* Begin INFORMATION SUPPLIED *

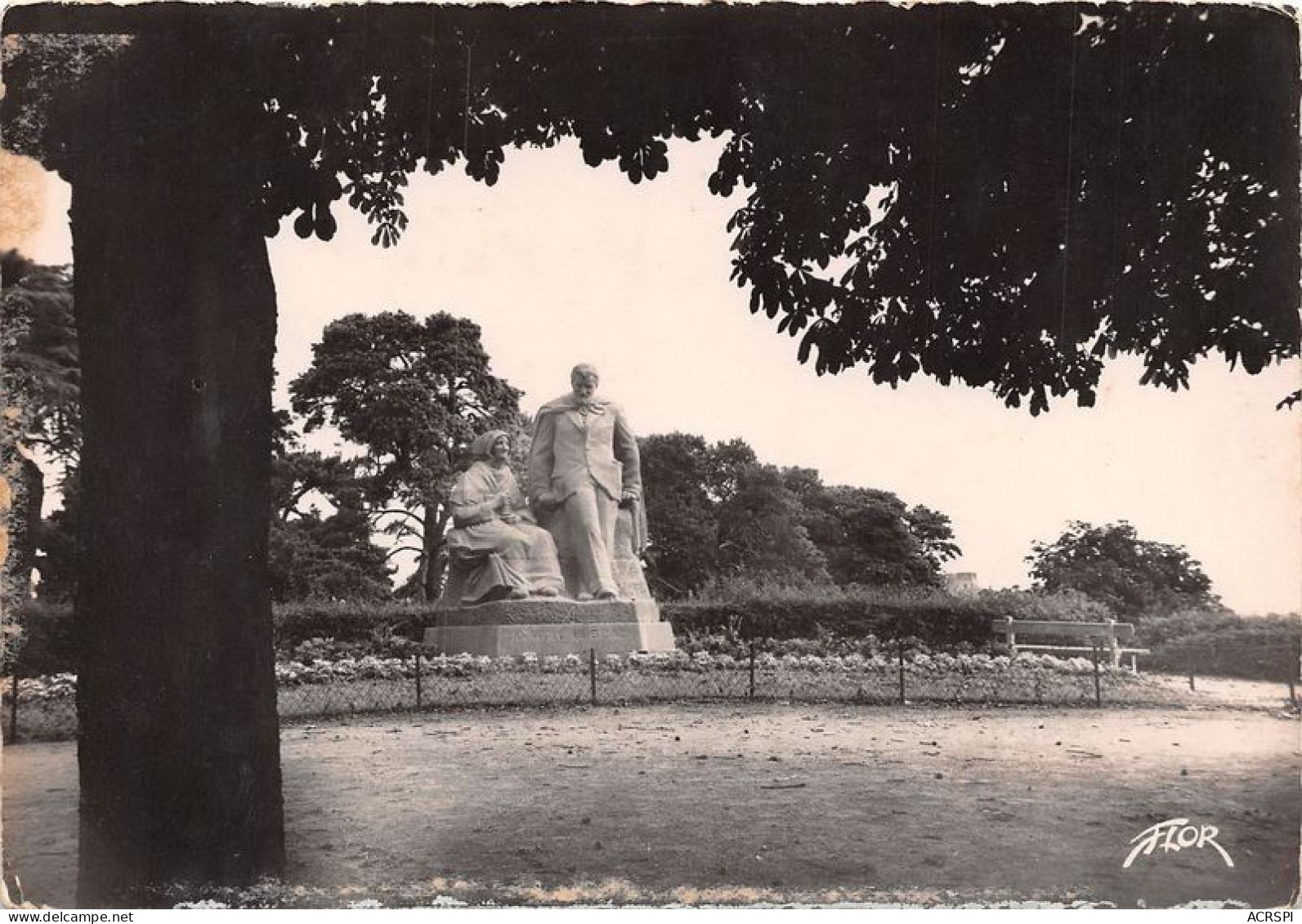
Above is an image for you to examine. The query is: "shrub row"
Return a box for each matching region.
[15,588,1302,681]
[661,593,1008,648]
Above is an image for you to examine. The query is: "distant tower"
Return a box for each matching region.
[942,571,981,596]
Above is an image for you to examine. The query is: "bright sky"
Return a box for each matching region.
[12,142,1302,613]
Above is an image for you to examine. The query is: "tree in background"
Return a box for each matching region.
[2,4,1300,907]
[1026,520,1220,621]
[289,311,520,600]
[718,465,828,583]
[638,433,718,597]
[782,468,960,586]
[268,437,391,603]
[0,250,81,600]
[642,433,958,596]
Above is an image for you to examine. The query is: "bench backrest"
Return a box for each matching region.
[990,619,1135,641]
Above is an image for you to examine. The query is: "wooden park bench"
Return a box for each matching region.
[991,615,1150,674]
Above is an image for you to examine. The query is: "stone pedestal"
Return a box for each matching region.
[424,510,674,657]
[424,599,674,657]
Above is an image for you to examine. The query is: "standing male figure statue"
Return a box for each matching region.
[527,363,646,600]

* End INFORMATION SUPPLIED *

INSTRUCTIONS TO FOLLOW: Find each of the preceding lines that contains the string "Above", and copy every one of them.

WRITTEN RESPONSE:
Above is an image for you to examine. The query is: "shrub row"
Above is an image for you to examine. The query is: "distant tower"
Above is an image for you to examine. The query is: "bright sky"
Above is an image for you to examine. The query is: "tree in background"
Above is an image for you to examine. The query is: "bench backrest"
Above is an image for you to examine. The query is: "wooden park bench"
Above is an image for you to examine. The query is: "stone pedestal"
Above is an image for you to examine. The query is: "standing male figure statue"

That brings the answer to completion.